Task to complete:
The entries below should be given again exactly, minus their pictures.

Listing:
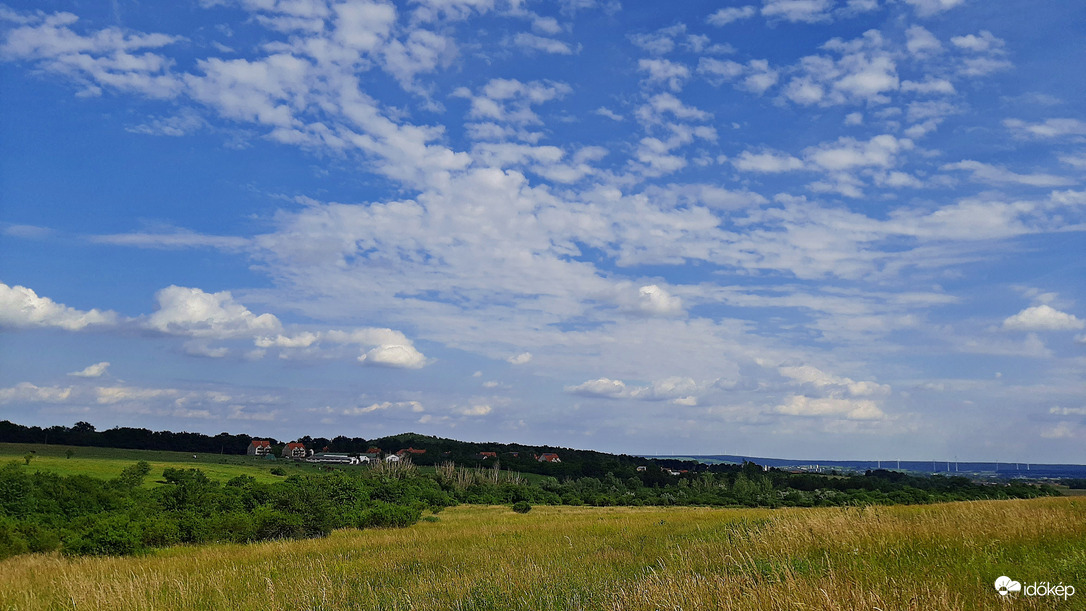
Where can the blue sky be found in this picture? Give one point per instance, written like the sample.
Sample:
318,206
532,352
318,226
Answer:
797,228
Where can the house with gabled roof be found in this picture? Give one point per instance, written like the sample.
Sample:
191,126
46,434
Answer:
293,450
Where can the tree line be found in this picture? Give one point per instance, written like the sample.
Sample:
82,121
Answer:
78,514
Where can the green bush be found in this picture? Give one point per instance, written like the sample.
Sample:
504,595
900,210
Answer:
112,535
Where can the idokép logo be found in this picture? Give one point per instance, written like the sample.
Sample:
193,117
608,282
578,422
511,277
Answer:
1006,586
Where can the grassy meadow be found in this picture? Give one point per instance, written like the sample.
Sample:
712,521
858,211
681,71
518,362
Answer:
106,463
925,558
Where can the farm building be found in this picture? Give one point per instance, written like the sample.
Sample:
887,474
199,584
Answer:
332,459
293,450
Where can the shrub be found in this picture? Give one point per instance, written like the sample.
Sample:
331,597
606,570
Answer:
114,535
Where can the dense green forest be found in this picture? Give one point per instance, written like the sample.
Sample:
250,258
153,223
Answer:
77,514
517,457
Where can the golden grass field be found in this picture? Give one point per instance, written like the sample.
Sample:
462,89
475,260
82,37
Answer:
489,558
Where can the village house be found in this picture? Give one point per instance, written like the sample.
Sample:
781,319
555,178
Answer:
332,458
293,450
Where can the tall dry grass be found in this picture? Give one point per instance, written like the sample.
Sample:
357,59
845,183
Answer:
489,558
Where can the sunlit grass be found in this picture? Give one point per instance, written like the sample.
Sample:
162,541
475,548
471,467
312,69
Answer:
106,463
477,558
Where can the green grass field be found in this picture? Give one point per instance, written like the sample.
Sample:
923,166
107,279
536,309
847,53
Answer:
936,557
108,462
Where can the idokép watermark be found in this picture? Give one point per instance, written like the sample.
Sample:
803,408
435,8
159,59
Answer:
1007,586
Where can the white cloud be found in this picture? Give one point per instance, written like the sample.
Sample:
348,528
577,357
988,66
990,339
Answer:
1044,318
600,387
760,77
929,8
819,379
929,86
182,310
804,11
977,43
656,301
96,370
1068,410
724,16
921,42
413,406
719,71
1048,128
509,100
1061,431
767,163
110,395
520,358
477,409
25,392
533,42
994,175
848,153
394,355
106,59
21,306
849,408
665,72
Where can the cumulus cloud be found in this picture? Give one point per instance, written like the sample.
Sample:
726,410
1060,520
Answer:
21,306
403,405
803,11
520,358
1047,128
190,312
819,379
96,370
929,8
724,16
849,408
995,175
530,41
1044,318
25,392
655,301
394,355
600,387
476,409
767,162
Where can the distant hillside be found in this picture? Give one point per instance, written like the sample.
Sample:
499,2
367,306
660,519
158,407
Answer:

Answer to this exercise:
Where can the blue sky be found in this picture? Give one point per instance, written like the sample.
Sample:
318,206
532,352
318,226
Answer:
797,228
Where can the house with gabled roof be found in this picture? Give one point per instance, written like the sample.
Sample:
191,126
46,434
Answer:
293,450
Where can the tree line be found in this picture? Give one point per instance, written like the sample.
Sample:
82,121
Answer:
78,514
Where can the green bush be found in this picture? Give one point per instance, written like the sample.
Sample:
504,595
900,210
Answer:
112,535
Where can the idokép logo be found in this picture? Give one point per instance, written like the sample.
Sample:
193,117
608,282
578,422
511,277
Answer:
1006,586
Where can the grassy meadow be found in this picture? Give one point per instance, written like the sample.
Sample:
712,521
858,211
681,71
518,362
Answer:
106,463
925,558
Where can the farm building be found in this picture? Give one point per instance, written like the sample.
Sample:
887,474
199,584
Answer:
332,459
293,450
Where can the shrub be found in this picture? Give one point per instance, written like the sample.
Sample:
331,597
606,570
Answer:
114,535
Where can the dense green forest be found in this picture? Give one point per instance, written like the sample.
Sample:
250,258
153,223
Answer:
77,514
517,457
Where can the golden grass field be found in this picture? Give one point per instance, written like the sample.
Sample:
462,89
475,260
82,37
Answer:
489,558
Where can the village house be found in this picture? Give one point per instance, written like the sample.
Sample:
781,319
555,178
Answer:
332,458
293,450
Where can the tall dry grass be found in this picture? Give one point per instance, written like the sample.
Sample:
357,59
845,183
Answer:
489,558
Where can the sunlit grass be found in this picture? Give one point per instance, written like the sample.
Sample:
162,541
475,548
471,467
312,69
Answer:
106,463
477,558
Where can the green grass field be found in this picture? Give one point per instance, written like the sample.
Sample:
923,166
107,279
536,309
847,53
Answer:
936,557
108,462
Where can the idokép watermark be found in this picture? Give one point per instance, written like the sample.
Sample:
803,408
435,8
159,59
Answer:
1007,586
Where can the white cloud be found in this picture? Give one point per instance, written like the sample.
Sample:
348,528
577,357
988,66
990,339
Answer:
1044,318
600,387
760,77
929,8
819,379
929,86
182,310
804,11
977,43
656,301
96,370
1068,410
724,16
921,42
413,406
719,71
1048,128
509,100
1061,431
767,163
110,395
520,358
477,409
25,392
533,42
994,175
848,153
394,355
106,59
21,306
849,408
665,72
Where can the cumulus cloud be found in this picture? Give one point per instance, written like the sample.
Sample:
726,410
1060,520
Answer:
21,306
403,405
803,11
520,358
1047,128
190,312
819,379
96,370
929,8
724,16
849,408
995,175
530,41
1044,318
25,392
655,301
394,355
600,387
476,409
767,162
Where can the distant hillside be found in this picture? Give one point per instance, written like the sample.
Sample:
499,2
367,306
660,519
158,407
Answer:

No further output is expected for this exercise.